§ Short exercise
Switch "instance" to "object" throughout the records and write the lines out again, leaving everything else as it is.

§ Information shown
------------------------
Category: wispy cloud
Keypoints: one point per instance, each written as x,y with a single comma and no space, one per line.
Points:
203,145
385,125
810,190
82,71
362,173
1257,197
------------------------
§ Answer to this problem
Category: wispy cloud
Keypoints: one point per object, each written as x,y with a single comma and no space, one per line.
Points:
203,145
385,125
810,190
82,71
362,173
1257,197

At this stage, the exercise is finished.